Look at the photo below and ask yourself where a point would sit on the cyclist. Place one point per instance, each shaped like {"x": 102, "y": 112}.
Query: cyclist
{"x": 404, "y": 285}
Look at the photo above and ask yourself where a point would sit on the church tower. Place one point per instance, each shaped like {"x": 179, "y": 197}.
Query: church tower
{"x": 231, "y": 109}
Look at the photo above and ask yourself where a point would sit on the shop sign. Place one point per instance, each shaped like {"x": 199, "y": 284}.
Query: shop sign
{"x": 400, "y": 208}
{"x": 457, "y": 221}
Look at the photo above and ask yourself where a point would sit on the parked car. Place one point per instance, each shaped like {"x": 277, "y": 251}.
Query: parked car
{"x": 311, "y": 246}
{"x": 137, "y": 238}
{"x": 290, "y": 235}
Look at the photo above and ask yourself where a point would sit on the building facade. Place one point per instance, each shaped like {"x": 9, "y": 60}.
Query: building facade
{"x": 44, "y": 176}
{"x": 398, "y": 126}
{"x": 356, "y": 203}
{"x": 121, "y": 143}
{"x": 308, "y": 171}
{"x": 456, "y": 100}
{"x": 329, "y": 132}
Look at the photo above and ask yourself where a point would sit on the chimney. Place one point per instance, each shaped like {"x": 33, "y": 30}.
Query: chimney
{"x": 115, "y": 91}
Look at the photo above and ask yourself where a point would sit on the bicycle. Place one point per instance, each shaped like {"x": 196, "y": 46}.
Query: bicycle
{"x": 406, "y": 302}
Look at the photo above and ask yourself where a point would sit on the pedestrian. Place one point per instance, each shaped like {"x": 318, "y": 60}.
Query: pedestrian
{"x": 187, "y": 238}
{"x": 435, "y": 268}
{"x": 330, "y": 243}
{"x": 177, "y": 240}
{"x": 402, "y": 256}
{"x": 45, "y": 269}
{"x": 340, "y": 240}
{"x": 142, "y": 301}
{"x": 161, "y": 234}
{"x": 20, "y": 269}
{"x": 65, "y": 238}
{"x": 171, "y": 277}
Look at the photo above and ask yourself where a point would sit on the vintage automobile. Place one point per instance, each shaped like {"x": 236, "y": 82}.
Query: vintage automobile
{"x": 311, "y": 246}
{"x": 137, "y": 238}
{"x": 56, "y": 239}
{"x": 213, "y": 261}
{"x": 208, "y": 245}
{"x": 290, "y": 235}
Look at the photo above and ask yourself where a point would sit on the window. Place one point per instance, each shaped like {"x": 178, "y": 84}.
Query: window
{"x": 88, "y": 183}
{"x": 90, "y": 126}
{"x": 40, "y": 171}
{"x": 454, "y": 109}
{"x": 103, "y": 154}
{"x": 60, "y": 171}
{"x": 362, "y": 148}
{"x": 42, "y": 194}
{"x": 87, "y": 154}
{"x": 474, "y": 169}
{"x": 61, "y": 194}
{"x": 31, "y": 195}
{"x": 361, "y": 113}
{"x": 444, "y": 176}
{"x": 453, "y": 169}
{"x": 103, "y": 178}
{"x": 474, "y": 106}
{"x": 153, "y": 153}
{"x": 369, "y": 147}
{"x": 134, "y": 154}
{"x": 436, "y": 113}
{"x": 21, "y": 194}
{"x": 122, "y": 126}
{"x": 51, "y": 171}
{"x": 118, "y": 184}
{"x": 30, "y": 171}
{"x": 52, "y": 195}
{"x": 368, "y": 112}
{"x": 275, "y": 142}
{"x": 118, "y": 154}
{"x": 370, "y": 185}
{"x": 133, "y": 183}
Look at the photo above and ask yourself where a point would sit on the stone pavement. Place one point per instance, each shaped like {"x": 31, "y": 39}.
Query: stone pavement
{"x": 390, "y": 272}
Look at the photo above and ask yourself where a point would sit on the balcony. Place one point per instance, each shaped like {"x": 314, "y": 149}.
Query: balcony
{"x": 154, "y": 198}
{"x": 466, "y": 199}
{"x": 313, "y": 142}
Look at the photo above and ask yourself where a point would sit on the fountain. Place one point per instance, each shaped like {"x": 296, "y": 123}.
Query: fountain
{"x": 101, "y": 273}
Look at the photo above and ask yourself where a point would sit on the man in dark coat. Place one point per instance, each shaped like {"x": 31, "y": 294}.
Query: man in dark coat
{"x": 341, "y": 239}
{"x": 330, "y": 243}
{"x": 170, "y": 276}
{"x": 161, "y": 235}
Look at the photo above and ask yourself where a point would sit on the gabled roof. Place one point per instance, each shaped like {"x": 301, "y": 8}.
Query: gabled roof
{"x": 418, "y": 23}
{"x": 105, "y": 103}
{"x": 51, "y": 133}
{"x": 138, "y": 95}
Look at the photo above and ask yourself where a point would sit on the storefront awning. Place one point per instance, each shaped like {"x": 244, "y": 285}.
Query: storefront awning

□ □ □ □

> [Requirements]: Rewrite the entries from the line containing "on the fountain." through the last line, changing "gabled roof" to "pitched roof" and leaving everything else as it is.

> [Finished task]:
Look at the photo above and ask yourself where a point would sit on the fountain. Place one point per instance, each shaped like {"x": 296, "y": 123}.
Query: fountain
{"x": 101, "y": 273}
Look at the photo above and ask yourself where a point would sit on the man in dark coat. Place one point per instance, each shaped like {"x": 31, "y": 294}.
Query: man in dark coat
{"x": 341, "y": 239}
{"x": 330, "y": 243}
{"x": 170, "y": 276}
{"x": 161, "y": 235}
Look at the photo above and ask yourself where a point would sit on the pitched roof. Place one point per instance, each shaped like {"x": 301, "y": 8}.
Query: pitched roof
{"x": 418, "y": 23}
{"x": 105, "y": 103}
{"x": 51, "y": 133}
{"x": 138, "y": 95}
Look at the photo above and ask yourself where a point would sit on the storefront awning. Place one point per instance, each shaped like {"x": 244, "y": 285}.
Query: storefront awning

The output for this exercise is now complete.